_STATED TASK_. Can you reproduce these rows with "marker" swapped for "pin", keeping everything else the same?

BEGIN

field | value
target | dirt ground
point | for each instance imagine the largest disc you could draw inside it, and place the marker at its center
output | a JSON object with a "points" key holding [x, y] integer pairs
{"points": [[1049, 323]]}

END

_TASK SOLUTION_.
field | value
target | dirt ground
point | for each instance imagine the largest disc you could draw inside it, and place the pin at its center
output | a JSON object with a "points" key holding [x, y] integer pairs
{"points": [[1049, 323]]}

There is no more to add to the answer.